**Written task:** Work out how many lines in the entries below contain the string "wooden". Upper and lower case must match, and the reply should be the number alone.

Lines of data

....

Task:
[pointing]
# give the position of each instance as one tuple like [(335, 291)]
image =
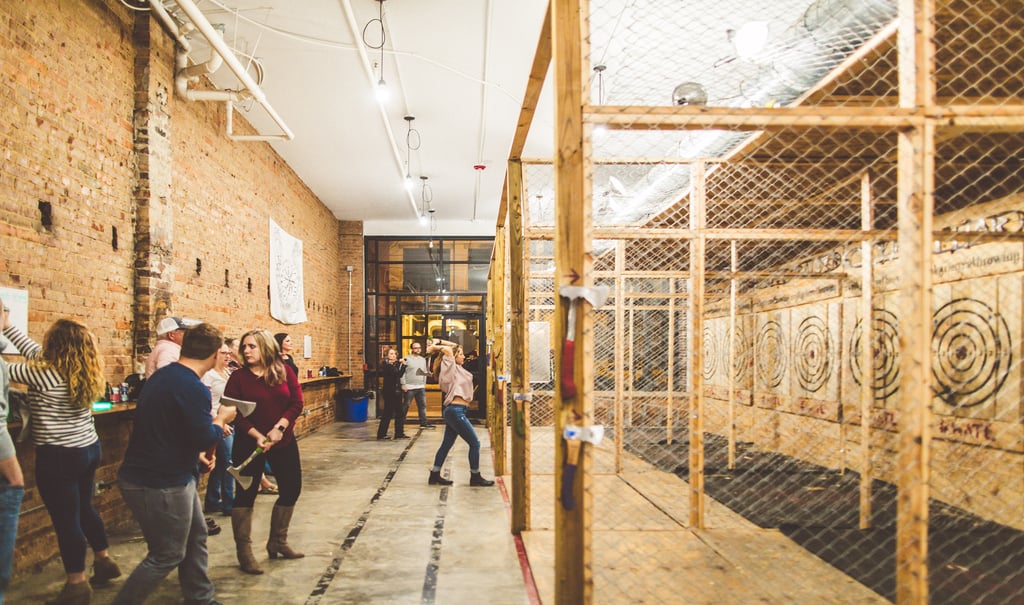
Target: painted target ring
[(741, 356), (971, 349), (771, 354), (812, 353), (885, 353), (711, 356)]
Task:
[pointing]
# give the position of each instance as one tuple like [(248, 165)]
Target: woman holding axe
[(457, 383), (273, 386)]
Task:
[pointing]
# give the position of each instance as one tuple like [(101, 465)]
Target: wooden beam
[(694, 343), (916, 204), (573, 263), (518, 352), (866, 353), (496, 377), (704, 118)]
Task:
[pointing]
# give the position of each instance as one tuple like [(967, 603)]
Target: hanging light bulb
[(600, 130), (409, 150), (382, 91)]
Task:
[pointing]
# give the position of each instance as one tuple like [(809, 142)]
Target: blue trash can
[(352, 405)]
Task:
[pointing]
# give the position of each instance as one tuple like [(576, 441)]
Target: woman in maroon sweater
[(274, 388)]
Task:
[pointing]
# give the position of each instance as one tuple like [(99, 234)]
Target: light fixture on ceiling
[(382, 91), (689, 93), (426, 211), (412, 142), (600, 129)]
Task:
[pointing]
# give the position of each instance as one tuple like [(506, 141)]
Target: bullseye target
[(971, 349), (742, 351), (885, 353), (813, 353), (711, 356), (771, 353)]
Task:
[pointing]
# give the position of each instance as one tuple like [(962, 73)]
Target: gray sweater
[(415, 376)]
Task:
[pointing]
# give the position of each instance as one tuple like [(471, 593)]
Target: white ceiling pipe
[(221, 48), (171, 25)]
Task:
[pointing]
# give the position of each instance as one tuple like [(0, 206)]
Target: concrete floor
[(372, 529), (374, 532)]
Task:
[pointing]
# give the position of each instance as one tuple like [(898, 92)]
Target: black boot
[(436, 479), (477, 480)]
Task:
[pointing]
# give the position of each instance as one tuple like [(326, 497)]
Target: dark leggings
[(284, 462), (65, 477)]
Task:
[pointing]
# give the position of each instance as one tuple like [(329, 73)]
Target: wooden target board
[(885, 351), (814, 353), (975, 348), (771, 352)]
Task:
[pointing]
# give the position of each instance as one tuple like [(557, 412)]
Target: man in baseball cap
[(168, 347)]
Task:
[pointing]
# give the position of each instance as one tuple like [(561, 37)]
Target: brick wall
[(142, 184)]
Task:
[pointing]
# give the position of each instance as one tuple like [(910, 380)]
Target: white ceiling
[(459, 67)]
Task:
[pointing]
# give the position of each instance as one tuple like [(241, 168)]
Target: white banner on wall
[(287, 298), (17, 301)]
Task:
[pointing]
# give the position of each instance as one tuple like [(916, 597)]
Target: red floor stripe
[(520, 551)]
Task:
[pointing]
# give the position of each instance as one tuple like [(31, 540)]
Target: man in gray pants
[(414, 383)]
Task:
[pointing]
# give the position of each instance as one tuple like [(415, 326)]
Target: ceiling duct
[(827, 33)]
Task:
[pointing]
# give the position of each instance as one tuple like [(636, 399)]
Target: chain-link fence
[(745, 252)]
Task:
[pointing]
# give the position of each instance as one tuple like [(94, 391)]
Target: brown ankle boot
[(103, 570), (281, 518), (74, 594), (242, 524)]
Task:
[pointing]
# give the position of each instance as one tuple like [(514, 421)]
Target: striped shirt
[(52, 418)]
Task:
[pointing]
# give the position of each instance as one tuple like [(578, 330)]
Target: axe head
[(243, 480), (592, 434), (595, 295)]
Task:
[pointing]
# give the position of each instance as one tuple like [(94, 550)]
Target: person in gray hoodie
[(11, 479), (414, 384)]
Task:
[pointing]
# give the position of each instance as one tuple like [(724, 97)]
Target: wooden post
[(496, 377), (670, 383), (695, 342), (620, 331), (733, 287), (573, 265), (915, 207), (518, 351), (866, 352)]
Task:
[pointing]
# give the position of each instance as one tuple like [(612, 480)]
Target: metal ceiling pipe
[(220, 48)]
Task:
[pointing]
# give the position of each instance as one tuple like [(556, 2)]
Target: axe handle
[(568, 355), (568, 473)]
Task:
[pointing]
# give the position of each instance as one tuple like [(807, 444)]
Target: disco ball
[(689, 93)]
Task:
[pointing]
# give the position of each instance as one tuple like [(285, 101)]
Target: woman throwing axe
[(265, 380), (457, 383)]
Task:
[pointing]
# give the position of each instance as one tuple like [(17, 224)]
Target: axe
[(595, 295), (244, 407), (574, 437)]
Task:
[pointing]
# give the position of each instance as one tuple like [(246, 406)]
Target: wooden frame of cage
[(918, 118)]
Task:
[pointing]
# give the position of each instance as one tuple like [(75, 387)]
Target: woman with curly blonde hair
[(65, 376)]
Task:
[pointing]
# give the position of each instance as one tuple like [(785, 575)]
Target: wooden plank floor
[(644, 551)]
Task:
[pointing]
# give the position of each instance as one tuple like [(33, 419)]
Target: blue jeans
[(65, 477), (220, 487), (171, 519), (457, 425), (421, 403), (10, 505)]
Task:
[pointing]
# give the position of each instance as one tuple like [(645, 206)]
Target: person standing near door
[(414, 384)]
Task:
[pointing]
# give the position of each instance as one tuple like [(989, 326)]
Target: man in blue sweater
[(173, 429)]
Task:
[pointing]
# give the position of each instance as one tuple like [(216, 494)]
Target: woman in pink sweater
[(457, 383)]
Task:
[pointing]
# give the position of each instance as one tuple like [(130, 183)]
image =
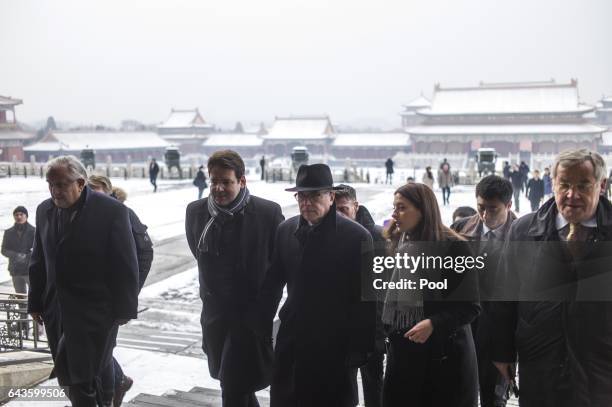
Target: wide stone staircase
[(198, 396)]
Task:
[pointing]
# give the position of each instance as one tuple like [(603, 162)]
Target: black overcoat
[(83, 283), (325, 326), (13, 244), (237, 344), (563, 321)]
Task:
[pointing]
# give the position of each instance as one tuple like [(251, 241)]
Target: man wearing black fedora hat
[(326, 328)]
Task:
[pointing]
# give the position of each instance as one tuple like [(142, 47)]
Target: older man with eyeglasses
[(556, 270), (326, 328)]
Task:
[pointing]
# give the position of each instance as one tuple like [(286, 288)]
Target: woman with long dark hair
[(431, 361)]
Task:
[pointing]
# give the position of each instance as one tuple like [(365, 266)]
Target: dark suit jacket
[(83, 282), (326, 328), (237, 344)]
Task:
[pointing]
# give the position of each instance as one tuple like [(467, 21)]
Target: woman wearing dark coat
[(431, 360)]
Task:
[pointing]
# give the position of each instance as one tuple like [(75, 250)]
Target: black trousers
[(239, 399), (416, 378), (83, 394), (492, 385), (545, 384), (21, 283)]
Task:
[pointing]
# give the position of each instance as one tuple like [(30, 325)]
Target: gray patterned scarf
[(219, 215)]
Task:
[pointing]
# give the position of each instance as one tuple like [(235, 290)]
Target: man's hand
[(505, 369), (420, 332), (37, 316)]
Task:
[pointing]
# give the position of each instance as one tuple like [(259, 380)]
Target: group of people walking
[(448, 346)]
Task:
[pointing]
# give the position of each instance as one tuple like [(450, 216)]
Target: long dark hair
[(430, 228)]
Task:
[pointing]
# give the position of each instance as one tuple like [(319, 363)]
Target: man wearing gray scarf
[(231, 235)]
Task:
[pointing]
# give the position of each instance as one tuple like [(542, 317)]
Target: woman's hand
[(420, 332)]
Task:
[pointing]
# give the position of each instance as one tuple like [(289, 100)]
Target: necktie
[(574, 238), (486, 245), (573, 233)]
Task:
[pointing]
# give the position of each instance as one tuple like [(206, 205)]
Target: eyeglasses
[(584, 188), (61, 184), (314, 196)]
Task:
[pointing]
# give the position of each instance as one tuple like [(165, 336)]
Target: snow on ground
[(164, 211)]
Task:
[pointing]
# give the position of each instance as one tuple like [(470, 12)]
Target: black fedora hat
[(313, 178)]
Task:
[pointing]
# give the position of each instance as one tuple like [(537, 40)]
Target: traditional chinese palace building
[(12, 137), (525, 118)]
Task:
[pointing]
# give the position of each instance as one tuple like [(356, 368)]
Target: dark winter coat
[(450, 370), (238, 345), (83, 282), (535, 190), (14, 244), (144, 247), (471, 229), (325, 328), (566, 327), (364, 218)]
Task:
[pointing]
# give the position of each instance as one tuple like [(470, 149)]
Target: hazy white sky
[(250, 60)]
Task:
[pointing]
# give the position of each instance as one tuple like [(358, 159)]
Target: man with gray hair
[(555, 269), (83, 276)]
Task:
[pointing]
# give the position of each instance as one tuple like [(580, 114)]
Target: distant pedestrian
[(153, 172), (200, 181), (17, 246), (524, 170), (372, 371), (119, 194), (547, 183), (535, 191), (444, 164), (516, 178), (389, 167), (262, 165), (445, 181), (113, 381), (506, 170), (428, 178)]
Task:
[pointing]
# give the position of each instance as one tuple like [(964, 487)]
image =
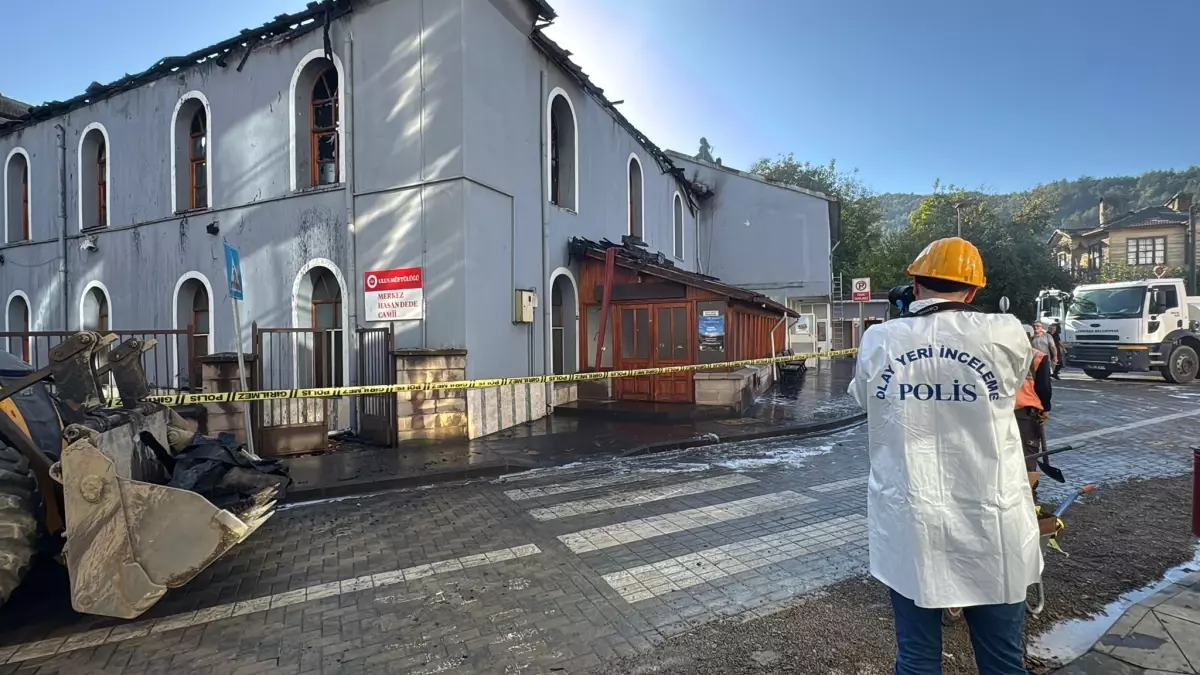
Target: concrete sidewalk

....

**Answer to the task:** 5